----- INPUT FOR THIS TASK -----

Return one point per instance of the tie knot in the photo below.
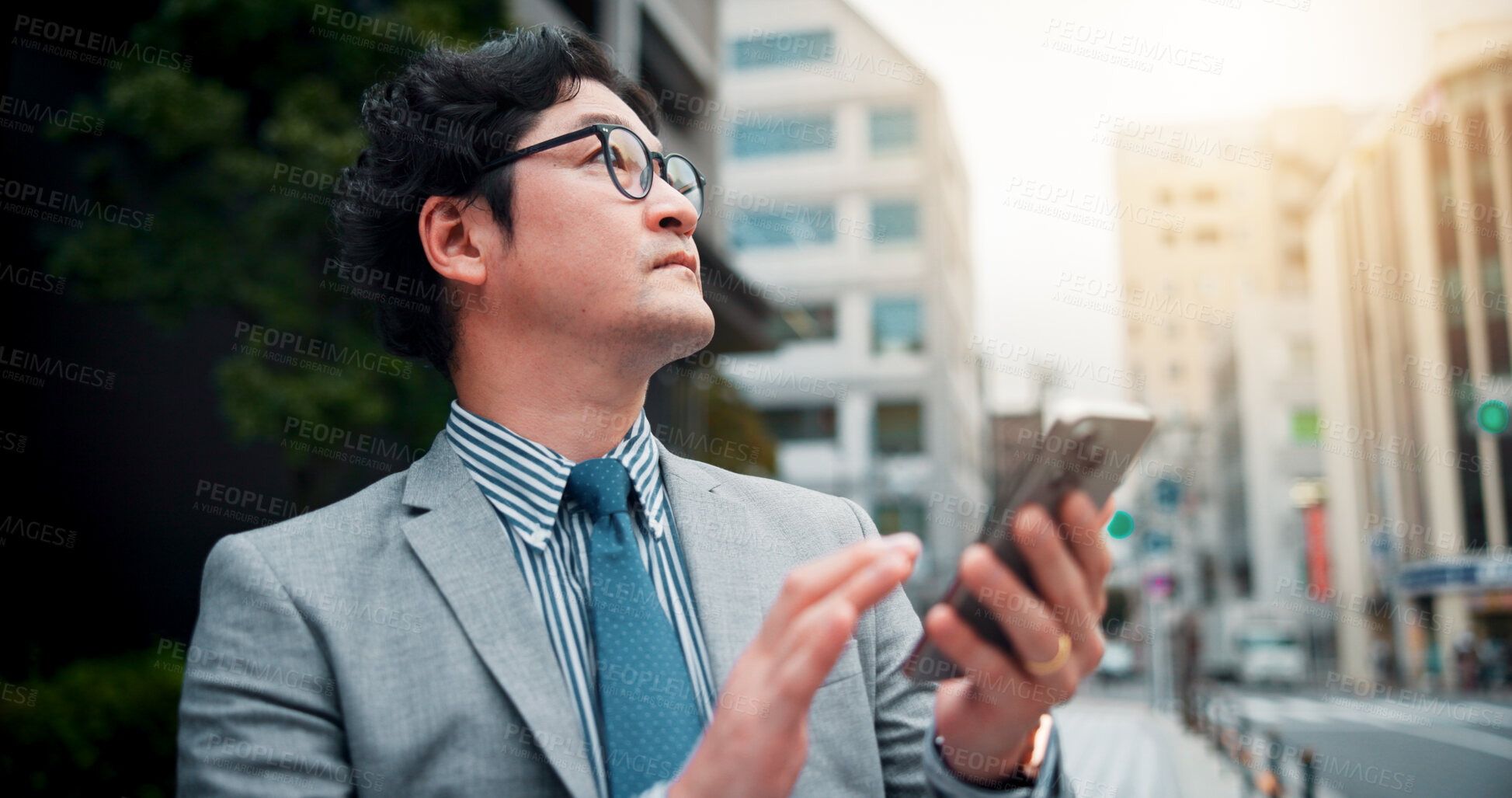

-----
----- INPUT FOR THIS TASK -----

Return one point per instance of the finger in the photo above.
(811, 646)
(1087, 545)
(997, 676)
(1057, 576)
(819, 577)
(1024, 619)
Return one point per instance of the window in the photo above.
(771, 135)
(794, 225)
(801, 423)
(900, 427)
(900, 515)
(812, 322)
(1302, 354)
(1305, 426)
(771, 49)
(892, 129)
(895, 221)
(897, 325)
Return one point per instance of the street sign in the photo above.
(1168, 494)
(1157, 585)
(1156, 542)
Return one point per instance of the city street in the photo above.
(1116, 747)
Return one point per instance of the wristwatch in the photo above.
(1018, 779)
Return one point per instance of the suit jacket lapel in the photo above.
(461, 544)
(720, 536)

-----
----- INPUT FOR THIS TASK -----

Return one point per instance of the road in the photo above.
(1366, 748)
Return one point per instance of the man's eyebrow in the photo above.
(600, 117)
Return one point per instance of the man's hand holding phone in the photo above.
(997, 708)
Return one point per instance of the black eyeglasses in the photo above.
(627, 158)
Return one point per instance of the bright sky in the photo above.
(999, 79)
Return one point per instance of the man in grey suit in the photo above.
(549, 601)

-----

> **PROMPT**:
Could you repeat the listing above word for word, from the line containing "Return one point per instance of the finger" through the line containing "(1024, 619)", with both of those lines included?

> **OUTPUT OF THE EXERCISE**:
Return one point per instance of the finger in the photo above.
(811, 646)
(1087, 545)
(997, 676)
(1057, 576)
(819, 577)
(1024, 619)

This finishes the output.